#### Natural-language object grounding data
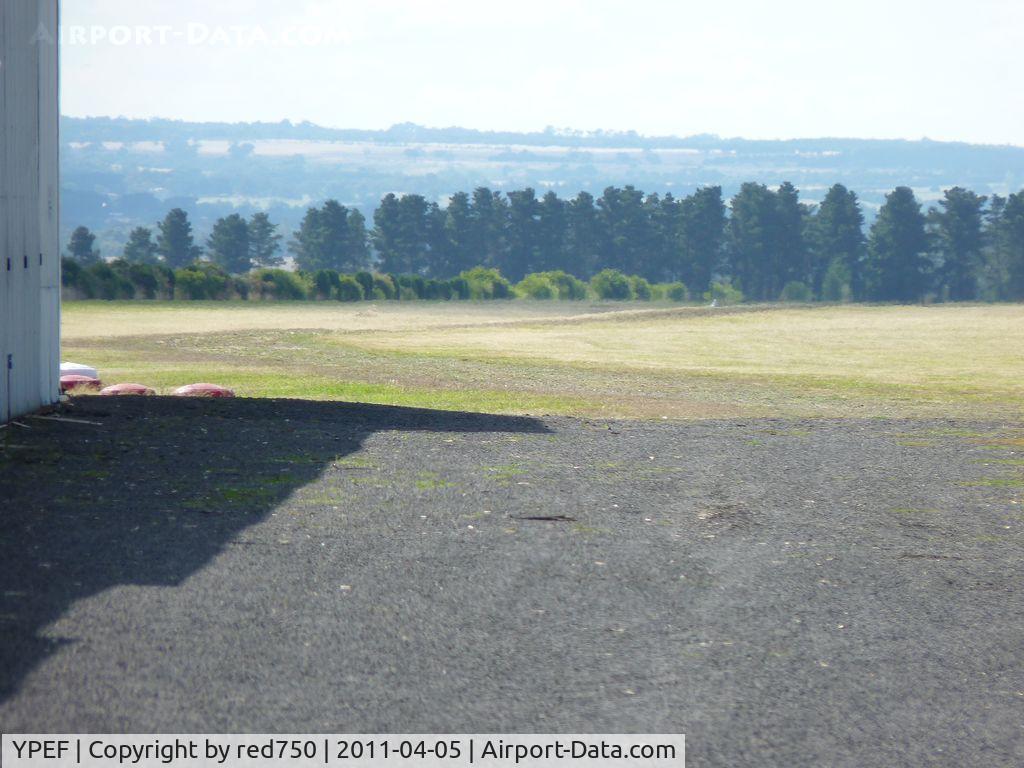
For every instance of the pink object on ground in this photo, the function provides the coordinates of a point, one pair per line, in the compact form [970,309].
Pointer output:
[127,389]
[204,390]
[73,381]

#### Work to be completed
Each entry is to be transcribed verbatim, and any picture in it is to be skipped.

#### Written answer
For every instance of the pink object on ground in this photo, the function provides the coordinates of a point, one pair per line, in the compact form [970,309].
Pointer output:
[127,389]
[204,390]
[73,381]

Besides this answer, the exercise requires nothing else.